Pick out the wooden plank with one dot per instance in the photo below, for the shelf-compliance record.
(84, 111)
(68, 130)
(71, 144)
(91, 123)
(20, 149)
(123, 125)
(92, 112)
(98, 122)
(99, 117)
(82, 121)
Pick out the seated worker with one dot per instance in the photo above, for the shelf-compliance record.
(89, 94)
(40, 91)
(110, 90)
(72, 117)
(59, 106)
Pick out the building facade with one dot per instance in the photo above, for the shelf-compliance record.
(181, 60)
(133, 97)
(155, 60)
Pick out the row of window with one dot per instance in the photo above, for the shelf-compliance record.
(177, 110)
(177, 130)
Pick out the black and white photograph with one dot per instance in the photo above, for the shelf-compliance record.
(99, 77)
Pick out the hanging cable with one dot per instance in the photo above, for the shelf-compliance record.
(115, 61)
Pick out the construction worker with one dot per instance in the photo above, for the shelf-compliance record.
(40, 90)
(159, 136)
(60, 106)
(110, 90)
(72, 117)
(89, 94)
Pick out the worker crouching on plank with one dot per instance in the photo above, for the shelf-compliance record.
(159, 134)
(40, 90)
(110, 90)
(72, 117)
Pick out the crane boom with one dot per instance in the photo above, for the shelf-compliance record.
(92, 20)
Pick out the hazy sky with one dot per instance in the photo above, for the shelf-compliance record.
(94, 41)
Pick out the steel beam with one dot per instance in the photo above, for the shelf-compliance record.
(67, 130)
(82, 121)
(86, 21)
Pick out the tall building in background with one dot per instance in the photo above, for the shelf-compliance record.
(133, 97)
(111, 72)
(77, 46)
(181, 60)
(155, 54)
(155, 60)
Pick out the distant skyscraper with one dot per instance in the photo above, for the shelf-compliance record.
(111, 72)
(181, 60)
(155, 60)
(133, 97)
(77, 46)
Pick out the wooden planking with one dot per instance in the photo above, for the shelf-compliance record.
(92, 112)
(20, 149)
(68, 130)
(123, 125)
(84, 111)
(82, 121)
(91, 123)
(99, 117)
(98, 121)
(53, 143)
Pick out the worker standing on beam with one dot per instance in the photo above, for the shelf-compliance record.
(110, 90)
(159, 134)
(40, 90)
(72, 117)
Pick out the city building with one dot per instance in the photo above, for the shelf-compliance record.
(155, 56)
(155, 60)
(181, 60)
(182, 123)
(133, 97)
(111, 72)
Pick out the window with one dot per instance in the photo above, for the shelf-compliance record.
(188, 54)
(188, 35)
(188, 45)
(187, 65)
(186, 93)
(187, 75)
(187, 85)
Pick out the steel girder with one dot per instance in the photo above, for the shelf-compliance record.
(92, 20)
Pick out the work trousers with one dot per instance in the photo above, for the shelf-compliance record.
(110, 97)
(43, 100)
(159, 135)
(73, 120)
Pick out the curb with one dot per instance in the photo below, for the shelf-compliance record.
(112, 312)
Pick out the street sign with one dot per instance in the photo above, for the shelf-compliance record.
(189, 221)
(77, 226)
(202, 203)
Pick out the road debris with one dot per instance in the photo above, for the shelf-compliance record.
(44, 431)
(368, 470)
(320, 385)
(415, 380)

○ ○ ○ ○ ○ ○ ○

ASSIGNMENT: Having read the records above, print them out again exactly.

EXPECTED ANSWER:
Pick out the wooden plank with one dot per instance in the photo below, for the shelf-compliance record.
(84, 111)
(68, 130)
(71, 144)
(91, 123)
(20, 149)
(123, 125)
(92, 112)
(98, 122)
(99, 117)
(82, 121)
Pick out the seated worker with one dot per instance in the photo above, for the shelf-compliance record.
(89, 94)
(40, 91)
(110, 90)
(72, 117)
(59, 106)
Pick out the building facade with one dot per instance in the photo above, for the shelf-compliance record.
(181, 60)
(133, 97)
(155, 60)
Pick out the row of window with one dot per instance in the photo above, for the shelf-compliance record.
(177, 110)
(177, 130)
Pick out the black and white photograph with one dot per instance in the photo above, for the shelf-compliance record.
(99, 77)
Pick out the hanging cable with one dot per instance in the photo above, for the shelf-compliance record.
(115, 61)
Pick out the construction worker with one dot per instance in the photo above, for the shelf-compliance record.
(40, 90)
(159, 136)
(60, 106)
(110, 90)
(72, 117)
(89, 94)
Pick out the worker crouching on plank with one dot per instance in the photo above, for the shelf-compliance record.
(159, 134)
(40, 90)
(110, 90)
(72, 117)
Pick out the crane boom with one dot per instance in the photo above, for the shelf-compliance record.
(92, 20)
Pick out the hazy sky with one dot per instance in the photo above, for the shelf-compliance record.
(94, 41)
Pick out the steel beam with one dot per instance in the photo above, for the shelf-compliance record.
(67, 130)
(82, 121)
(86, 21)
Pick out the tall building in background with one dot per instance in the photo above, for the shelf-compliance record.
(133, 97)
(111, 72)
(77, 46)
(181, 60)
(155, 54)
(155, 60)
Pick out the distant skyscraper with one dot per instance in the photo above, for the shelf-compliance record.
(111, 72)
(181, 60)
(155, 60)
(133, 97)
(77, 46)
Pick out the wooden planking with one dot per instance in the photo above, for the shelf-compliance record.
(92, 112)
(20, 149)
(68, 130)
(123, 125)
(84, 111)
(82, 121)
(91, 123)
(99, 117)
(98, 121)
(53, 143)
Pick out the worker standing on beam with one dot per instance in the photo above, for the shelf-compliance record.
(110, 90)
(159, 134)
(40, 90)
(72, 117)
Pick out the city building with one dot per instance in the photo above, for the shelf-compliance record.
(155, 56)
(155, 60)
(181, 60)
(182, 123)
(133, 97)
(111, 72)
Pick out the window with one dot per instance in the photo above, for the shelf-compliance record.
(188, 54)
(188, 35)
(188, 45)
(187, 65)
(186, 93)
(187, 75)
(187, 85)
Pick out the steel girder with one dot per instance in the photo above, for the shelf-compliance record.
(92, 20)
Pick out the work trousers with one dot per instance in the photo above, for the shelf-compliance record.
(110, 97)
(43, 100)
(159, 135)
(73, 120)
Pick out the curb with one dot per instance in the photo below, for the shelf-compliance record.
(112, 312)
Pick out the street sign with one dot per instance in the photo above, for the shelf-compliance record.
(189, 221)
(77, 226)
(202, 203)
Pick out the road debris with one dot per instance in the photo above, for the shelf-compliance record.
(44, 431)
(368, 470)
(320, 385)
(415, 380)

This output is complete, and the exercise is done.